**Passage shown:**
§ §

Make arm_record_test work on big-endian machines

Message ID 20180312030943.32669-1-simon.marchi@polymtl.ca
State New
Headers show
Series
  • Make arm_record_test work on big-endian machines
Related show

Commit Message

Simon Marchi March 12, 2018, 3:09 a.m.
While running selftests on a big-endian PPC, I noticed arm_record_test
failed a test.  The reason is that the gdbarch_find_by_info call is done
with BFD_ENDIAN_UNKNOWN byte order in the info structure.  In that case,
it uses the byte order of the current default BFD, which happened to be
big-endian on that GDB build, and the gdbarch returned is a big-endian
one.  The instruction used for the 32-bits part of the test is written
in little-endian form, so GDB fails to decode the instruction properly.

Since ARM supports both endiannesses, and it should be possible to debug
using an host of both endiannesses, I changed the test to check with
gdbarches of both endiannesses.

gdb/ChangeLog:

	* arm-tdep.c (arm_record_test): Test with big and little endian
	gdbarch.
---
 gdb/arm-tdep.c | 106 ++++++++++++++++++++++++++++++---------------------------
 1 file changed, 56 insertions(+), 50 deletions(-)

§ §

**Dataset:**

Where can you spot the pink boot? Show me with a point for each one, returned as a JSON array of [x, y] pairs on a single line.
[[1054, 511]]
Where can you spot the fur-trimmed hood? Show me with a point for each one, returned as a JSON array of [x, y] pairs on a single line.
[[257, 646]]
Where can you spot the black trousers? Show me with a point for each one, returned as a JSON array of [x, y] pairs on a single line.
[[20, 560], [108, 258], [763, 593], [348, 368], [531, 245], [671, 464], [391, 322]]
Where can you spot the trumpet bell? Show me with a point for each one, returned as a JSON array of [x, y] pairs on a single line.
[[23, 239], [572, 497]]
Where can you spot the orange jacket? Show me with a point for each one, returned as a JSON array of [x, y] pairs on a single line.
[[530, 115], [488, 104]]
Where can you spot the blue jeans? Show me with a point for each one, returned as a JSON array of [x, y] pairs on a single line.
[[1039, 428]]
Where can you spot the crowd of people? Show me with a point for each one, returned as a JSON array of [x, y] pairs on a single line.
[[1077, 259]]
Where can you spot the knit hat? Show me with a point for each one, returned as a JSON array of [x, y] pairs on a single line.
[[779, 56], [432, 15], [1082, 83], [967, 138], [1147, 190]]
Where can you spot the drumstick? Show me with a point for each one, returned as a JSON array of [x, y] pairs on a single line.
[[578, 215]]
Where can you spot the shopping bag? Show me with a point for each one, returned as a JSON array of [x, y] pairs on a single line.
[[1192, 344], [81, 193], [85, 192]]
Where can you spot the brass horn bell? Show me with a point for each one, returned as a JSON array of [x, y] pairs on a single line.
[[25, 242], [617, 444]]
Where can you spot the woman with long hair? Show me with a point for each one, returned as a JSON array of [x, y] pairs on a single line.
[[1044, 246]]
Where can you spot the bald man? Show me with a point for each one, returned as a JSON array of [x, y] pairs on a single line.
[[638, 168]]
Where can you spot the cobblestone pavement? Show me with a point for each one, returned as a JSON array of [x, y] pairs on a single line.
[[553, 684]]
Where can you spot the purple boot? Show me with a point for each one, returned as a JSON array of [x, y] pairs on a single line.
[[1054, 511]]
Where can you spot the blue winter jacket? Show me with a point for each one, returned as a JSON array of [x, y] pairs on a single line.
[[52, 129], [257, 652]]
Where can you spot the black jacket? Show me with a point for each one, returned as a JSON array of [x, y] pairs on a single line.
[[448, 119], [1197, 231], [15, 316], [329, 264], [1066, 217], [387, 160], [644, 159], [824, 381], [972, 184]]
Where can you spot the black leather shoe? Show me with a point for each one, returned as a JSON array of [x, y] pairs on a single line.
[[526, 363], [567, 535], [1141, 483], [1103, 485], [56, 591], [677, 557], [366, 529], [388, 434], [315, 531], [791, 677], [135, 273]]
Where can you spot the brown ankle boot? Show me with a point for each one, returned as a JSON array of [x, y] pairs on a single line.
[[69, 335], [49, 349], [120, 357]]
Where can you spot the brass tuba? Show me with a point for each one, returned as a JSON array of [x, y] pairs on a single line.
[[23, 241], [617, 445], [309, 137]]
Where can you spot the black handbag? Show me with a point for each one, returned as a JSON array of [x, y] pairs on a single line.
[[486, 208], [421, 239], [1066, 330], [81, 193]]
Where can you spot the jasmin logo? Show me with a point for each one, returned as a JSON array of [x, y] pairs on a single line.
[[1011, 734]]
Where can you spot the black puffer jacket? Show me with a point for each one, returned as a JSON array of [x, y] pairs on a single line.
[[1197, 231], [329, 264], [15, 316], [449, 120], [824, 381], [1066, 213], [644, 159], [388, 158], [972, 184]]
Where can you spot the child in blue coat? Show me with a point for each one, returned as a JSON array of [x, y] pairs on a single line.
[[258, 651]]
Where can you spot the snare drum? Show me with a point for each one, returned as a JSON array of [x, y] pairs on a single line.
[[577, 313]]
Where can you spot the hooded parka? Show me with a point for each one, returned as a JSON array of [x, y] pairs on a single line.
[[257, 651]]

§ §

**Job 1:**
Answer these from the patch description:
(a) On what machine were the selftests running when the arm_record_test failure was noticed?
(b) What byte order does the info structure hold in the gdbarch_find_by_info call?
(c) How many insertions and deletions does the change make to gdb/arm-tdep.c?
**Job 2:** Return the stretch of the patch description from "Commit Message" through "the instruction properly.", copied word for word.

**Finished answer 1:**
(a) A big-endian PPC.
(b) BFD_ENDIAN_UNKNOWN.
(c) 56 insertions and 50 deletions.

**Finished answer 2:**
Commit Message

Simon Marchi March 12, 2018, 3:09 a.m.
While running selftests on a big-endian PPC, I noticed arm_record_test
failed a test.  The reason is that the gdbarch_find_by_info call is done
with BFD_ENDIAN_UNKNOWN byte order in the info structure.  In that case,
it uses the byte order of the current default BFD, which happened to be
big-endian on that GDB build, and the gdbarch returned is a big-endian
one.  The instruction used for the 32-bits part of the test is written
in little-endian form, so GDB fails to decode the instruction properly.